Faute d'une définition des responsabilités entre Etat et commune, on ne sait qui doit financer quoi, avertit un rapport de la Cour des comptes.

"Il y a désormais autant d'écoles différentes que de communes", a constaté en préambule Philippe Séguin lors de la présentation du rapport de la Cour des comptes "Les communes et l'école de la République", le 16 décembre. L'enquête de la Cour et de quatorze chambres régionales des comptes a porté sur 14 académies et 150 collectivités avec pour objectif l'examen de la gestion de l'école par les communes et l'articulation de leurs initiatives avec celles de l'Etat. L'école, premier des services publics (avec 6,6 millions d'élèves et 350.000 enseignants) est "une compétence de base de la commune, mais elle a la particularité d'être une politique publique partagée avec l'Etat, dont le contenu et les modalités d'exercice ont beaucoup évolué", indique le rapport. L'Etat finance 60% des dépenses liées à l'école, les collectivités 40%, "mais les frontières entre ces deux acteurs se sont obscurcies avec la décentralisation et la montée en puissance de nouveaux enjeux éducatifs".

- - - -

### Consignes
1. Répondez brièvement à ces questions sur l'extrait consacré aux communes et à l'école :
(a) À quelle date le rapport a-t-il été présenté ?
(b) Sur combien d'académies et de collectivités l'enquête a-t-elle porté ?
(c) Quelle part des dépenses liées à l'école l'État finance-t-il ?
2. Reprenez l'extrait consacré aux communes et à l'école après sa dernière phrase et poursuivez-le.
Les données ne jouent aucun rôle dans cet exercice.

### Section des données
- - - -

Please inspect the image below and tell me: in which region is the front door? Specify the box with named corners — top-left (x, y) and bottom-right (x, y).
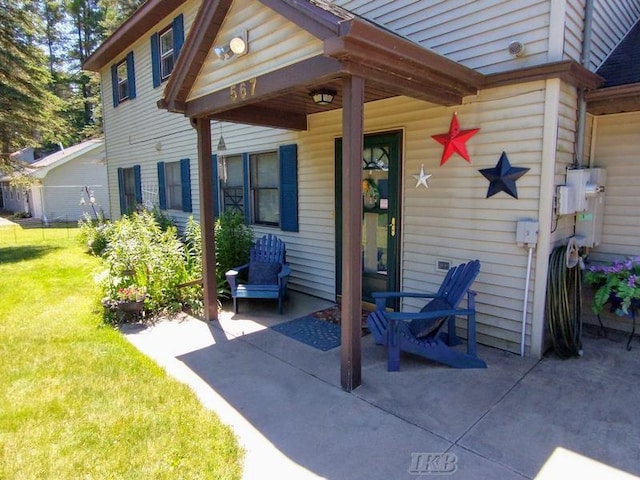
top-left (335, 132), bottom-right (402, 307)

- - - -

### Réponses
1.
(a) Le 16 décembre.
(b) Sur 14 académies et 150 collectivités.
(c) 60 %.

2.
 

Qui fait quoi ?

Le partage des compétences entre la commune (prenant en charge la construction des écoles et le fonctionnement du matériel) et l'Etat (responsable de la fixation des programmes et du recrutement des enseignants) a été fortement modifié. Faute d'une définition précise des responsabilités de chacun, "la question du 'qui fait quoi' ne peut plus recevoir de réponse définitive", s'est inquiété le premier président de la Cour des comptes. "En conséquence, les inégalités se creusent sans que l'on puisse précisément les mesurer, ni, a fortiori, les corriger."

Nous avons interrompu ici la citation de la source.